**TASK INSTRUCTIONS:**
a. Decide whether each statement (i), (ii), and (iii) agrees with the article on yoga therapy and psychotherapy. Answer yes or no for each, and quote the words of the article that settle it. (i) Michael Lee's chapter cites two case studies. (ii) Quinn Sale integrates yoga therapy and psychotherapy in her own caseload. (iii) The book "Beyond Talk Therapy" was published by the American Psychological Association.
b. Rewrite everything from "The Couch or" down to "Rising Yoga Therapy?" in the article on yoga therapy and psychotherapy, putting "PRYT" wherever "Phoenix Rising Yoga Therapy" appears.
c. Write the next part of the article on yoga therapy and psychotherapy, starting after its last sentence.

**SUPPLIED TEXT:**

The Couch or The Yoga Mat:
Yoga Therapy vs Psychotherapy

Can yoga take the place of a psychotherapy, particularly if engaging a body-mind modality like Phoenix Rising Yoga Therapy?

There seem to be many case studies and reports from clients that indicate a session on the yoga mat might well be more productive than hours on the couch. In the book “Beyond Talk Therapy – Using Movement and Expressive Techniques in Clinical Practice” (and published by the American Psychological Association), Michael Lee in his chapter on Phoenix Rising Yoga Therapy cites two case studies. In one of the cases a 40 year old man finds a lifetime burden is literally “lifted from his shoulders” during the course of his Phoenix Rising session. In another case, a determined and successful career woman lacking an expression of joy in her life is reconnected with her childlike creative and passionate “little girl” as she is guided through a body-scan. These studies seem to indicate on first looking that this new body-mind approach to yoga is indeed an effective replacement of more traditional approaches. Deeper searching suggests otherwise.

“Many people derive tremendous benefit and often change their lives in very dramatic ways as a result of their Phoenix Rising sessions, ” says Michael, “but this does not mean Phoenix Rising Yoga Therapy is a replacement for psychotherapy or that our yoga therapists are entering the domain of psychotherapy. There are some very clear differences between the practices. Both have their place in the overall spectrum of healing and bring different things to their clients. We feel its very important to be clear about the distinctions and we train our practitioners accordingly.”

Quinn Sale, M.A. has a foot in both worlds as a licensed professional counselor and teacher of family therapy in Williamsburg, Virginia and also as a practicing Phoenix Rising Yoga Therapist. She also serves as a Clinical Consultant to Phoenix Rising and is a member of faculty, leading a post-graduate workshop for Phoenix Rising practitioners on the use of the modality with abuse survivors.

“In my own caseload, ” says Quinn, ” I make a clear distinction between my yoga therapy and my psychotherapy clients. I do not attempt to integrate the modalities because they are quite dissimilar. Particularly in these days of managed care, psychotherapists are expected to assess, diagnose, and develop a treatment plan to remedy the client’s presenting problem. Most clients present with a specific dilemma, expecting the counselor to suggest a solution. Hierarchy is inherent in this relationship as the counselor must choreograph the desired change, whether that is through a cognitive, behavioral, family systems, gestalt, object relations or other therapeutic lens. Since the client, referral source and insurance company expect results, the therapist must take charge of the treatment and direct the client toward changes intended to remedy the presenting problem.”

**RECORDS PROVIDED:**
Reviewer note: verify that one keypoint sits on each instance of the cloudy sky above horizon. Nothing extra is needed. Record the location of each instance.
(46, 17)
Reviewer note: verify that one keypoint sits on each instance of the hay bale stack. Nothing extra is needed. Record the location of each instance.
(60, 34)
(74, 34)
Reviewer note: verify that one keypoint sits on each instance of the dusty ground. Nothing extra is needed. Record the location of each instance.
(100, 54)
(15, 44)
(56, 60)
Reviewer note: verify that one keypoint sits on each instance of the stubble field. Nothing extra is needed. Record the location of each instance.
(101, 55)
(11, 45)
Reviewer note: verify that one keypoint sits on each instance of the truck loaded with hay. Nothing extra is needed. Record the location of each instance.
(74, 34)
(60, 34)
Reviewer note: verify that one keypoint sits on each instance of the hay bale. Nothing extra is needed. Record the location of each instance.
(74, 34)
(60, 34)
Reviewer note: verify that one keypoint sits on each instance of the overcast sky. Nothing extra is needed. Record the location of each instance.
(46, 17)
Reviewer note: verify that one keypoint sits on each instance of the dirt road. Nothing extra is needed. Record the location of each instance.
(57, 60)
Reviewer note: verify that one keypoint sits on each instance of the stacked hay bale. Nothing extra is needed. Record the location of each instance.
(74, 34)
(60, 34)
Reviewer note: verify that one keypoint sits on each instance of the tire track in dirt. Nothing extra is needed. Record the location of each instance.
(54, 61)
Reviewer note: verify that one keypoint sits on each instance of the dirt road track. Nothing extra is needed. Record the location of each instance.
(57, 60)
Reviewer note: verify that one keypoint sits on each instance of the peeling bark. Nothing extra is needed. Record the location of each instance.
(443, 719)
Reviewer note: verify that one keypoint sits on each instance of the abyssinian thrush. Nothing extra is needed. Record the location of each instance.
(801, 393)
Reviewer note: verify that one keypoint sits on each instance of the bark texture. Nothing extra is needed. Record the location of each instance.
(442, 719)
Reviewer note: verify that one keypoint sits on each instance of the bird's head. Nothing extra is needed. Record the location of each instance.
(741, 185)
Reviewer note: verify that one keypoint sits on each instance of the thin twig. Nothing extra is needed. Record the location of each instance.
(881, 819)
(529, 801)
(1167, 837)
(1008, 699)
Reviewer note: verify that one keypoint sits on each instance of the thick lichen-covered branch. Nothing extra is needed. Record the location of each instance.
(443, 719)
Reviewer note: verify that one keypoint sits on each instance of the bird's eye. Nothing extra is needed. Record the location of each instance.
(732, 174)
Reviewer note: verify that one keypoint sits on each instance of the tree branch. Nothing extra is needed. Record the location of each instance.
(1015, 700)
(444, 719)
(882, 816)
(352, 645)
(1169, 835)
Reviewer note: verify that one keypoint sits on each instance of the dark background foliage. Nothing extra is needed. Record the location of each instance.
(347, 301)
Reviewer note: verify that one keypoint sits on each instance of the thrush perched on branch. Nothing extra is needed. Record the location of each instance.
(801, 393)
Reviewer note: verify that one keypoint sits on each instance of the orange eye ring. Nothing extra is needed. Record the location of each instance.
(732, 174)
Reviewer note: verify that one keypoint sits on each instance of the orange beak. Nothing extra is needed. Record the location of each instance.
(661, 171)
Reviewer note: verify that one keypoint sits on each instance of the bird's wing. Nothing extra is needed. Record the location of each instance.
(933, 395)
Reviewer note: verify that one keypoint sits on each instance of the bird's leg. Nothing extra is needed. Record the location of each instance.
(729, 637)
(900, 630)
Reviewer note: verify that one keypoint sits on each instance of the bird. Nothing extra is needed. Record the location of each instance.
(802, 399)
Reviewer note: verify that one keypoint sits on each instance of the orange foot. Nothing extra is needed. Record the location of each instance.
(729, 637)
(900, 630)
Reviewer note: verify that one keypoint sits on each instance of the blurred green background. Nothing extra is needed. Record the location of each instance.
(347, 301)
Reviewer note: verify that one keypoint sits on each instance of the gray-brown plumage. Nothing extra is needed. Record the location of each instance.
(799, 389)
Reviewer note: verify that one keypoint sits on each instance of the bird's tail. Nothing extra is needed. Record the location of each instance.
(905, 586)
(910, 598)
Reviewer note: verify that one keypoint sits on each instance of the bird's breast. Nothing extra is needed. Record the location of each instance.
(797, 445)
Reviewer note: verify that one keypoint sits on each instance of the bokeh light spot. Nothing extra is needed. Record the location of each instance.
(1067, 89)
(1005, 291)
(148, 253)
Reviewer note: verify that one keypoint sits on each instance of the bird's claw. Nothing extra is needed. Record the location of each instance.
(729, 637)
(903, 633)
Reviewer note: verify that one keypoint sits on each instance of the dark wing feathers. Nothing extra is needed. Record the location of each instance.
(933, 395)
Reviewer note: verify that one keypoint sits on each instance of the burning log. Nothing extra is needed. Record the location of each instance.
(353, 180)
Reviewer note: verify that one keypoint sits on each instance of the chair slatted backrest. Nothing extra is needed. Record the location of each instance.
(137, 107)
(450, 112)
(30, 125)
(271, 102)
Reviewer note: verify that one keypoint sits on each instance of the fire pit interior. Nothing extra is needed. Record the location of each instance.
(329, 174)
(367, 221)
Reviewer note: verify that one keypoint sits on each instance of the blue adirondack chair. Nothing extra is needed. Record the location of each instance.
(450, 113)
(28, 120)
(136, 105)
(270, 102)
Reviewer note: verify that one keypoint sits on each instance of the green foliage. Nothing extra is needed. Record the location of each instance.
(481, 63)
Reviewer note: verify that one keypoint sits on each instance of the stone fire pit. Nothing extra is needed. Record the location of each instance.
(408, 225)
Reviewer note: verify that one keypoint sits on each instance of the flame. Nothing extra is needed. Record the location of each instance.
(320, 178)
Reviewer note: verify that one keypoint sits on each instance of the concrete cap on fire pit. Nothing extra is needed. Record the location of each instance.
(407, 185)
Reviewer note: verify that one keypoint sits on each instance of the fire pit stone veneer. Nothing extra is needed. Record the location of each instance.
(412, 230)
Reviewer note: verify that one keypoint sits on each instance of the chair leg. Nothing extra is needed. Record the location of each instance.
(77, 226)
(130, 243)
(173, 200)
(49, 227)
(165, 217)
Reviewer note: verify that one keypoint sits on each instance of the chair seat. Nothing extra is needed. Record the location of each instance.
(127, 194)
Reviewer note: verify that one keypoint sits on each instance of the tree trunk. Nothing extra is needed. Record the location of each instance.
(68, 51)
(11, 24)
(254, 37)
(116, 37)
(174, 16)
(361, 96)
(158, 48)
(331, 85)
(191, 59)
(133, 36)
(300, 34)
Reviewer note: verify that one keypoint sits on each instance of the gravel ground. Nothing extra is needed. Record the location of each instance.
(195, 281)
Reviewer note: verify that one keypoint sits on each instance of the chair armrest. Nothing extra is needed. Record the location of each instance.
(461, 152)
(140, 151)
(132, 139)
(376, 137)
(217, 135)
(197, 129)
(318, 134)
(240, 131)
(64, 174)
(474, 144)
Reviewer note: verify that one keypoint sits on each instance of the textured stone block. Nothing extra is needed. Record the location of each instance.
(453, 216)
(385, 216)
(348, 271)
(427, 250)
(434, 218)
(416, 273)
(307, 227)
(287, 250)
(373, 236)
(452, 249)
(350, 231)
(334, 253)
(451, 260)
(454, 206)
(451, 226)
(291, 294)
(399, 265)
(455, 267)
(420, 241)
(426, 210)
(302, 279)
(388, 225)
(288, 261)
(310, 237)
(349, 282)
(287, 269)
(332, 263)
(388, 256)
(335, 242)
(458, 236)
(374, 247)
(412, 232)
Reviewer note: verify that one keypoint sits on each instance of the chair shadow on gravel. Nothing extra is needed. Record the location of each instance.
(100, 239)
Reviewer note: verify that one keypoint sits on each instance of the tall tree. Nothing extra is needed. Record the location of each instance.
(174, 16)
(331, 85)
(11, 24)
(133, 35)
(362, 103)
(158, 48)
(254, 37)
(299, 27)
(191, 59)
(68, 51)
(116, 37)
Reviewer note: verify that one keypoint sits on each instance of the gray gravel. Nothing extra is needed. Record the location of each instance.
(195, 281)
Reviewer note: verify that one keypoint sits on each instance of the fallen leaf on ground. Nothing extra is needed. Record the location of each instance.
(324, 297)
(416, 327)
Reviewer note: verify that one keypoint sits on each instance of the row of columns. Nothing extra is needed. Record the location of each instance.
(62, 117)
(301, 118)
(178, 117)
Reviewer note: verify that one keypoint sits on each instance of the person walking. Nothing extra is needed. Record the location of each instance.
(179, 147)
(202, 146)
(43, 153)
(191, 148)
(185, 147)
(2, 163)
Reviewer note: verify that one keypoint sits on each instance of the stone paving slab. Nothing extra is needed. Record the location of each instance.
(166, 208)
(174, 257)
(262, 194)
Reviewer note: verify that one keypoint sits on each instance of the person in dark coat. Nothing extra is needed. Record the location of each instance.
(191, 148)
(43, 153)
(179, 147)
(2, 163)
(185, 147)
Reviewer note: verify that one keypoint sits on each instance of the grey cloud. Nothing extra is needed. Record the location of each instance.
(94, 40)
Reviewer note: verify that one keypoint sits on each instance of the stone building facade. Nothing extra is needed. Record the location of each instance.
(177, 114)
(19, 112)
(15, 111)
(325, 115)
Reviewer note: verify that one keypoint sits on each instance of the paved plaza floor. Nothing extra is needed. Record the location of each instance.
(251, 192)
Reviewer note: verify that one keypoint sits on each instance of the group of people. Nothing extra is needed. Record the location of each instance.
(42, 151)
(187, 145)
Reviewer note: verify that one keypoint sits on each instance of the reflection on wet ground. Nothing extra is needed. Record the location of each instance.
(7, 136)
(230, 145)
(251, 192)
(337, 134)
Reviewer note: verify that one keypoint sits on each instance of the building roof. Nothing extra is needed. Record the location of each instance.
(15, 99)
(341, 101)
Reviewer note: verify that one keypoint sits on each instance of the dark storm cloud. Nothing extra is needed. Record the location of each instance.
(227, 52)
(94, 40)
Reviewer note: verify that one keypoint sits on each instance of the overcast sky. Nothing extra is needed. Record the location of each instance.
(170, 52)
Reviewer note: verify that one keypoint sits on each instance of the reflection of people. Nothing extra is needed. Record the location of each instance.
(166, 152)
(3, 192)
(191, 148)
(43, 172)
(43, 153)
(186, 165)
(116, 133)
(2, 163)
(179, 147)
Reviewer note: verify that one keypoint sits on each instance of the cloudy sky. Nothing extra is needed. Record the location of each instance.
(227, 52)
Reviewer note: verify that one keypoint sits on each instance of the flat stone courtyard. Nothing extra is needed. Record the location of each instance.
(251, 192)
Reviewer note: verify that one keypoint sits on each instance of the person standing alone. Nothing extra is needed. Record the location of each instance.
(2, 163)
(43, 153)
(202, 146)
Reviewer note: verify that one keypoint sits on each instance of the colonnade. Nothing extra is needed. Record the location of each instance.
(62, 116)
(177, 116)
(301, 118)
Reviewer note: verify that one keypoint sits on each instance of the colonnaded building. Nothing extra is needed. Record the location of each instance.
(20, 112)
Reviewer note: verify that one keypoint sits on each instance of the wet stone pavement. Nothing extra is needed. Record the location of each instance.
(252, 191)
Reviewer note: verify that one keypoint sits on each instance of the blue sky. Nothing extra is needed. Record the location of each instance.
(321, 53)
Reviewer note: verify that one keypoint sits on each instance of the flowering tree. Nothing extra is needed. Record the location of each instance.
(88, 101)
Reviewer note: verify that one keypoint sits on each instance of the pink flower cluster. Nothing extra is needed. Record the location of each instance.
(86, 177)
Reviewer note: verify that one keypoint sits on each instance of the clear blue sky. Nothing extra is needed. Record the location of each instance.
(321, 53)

**OUTPUTS BY TASK:**
a.
(i) Yes: "Michael Lee in his chapter on Phoenix Rising Yoga Therapy cites two case studies."
(ii) No: "I do not attempt to integrate the modalities because they are quite dissimilar."
(iii) Yes: "(and published by the American Psychological Association)"

b.
The Couch or The Yoga Mat:
Yoga Therapy vs Psychotherapy

Can yoga take the place of a psychotherapy, particularly if engaging a body-mind modality like PRYT?

c.
Quinn carefully points our that, “the relationship between a Phoenix Rising Yoga Therapy practitioner and client is quite different. (Here) the practitioner does not offer direction, therapeutic assessment, treatment plans or interpretation. The practitioner does not take responsibility for solving any particular physical, mental, emotional or relationship problem. The practitioner’s role is fourfold:

  1. Be fully present to the client’s exploration of her/his body-mind experience during their time together;
  2. Support the client in learning how to “read” the body’s messages;
  3. Physically support the client in hatha yoga postures chosen to explore and open parts of the body;
  4. Empower the client to integrate the somatic experience into his/her life.”

From what Quinn says its easy to see that a major difference lies in the INTENTION held by the practitioner and the resulting unwritten CONTRACT with the client. Part of the distinction also relates to the issue of power. In the Phoenix Rising context the power is clearly with the client as person to determine the outcome of the session.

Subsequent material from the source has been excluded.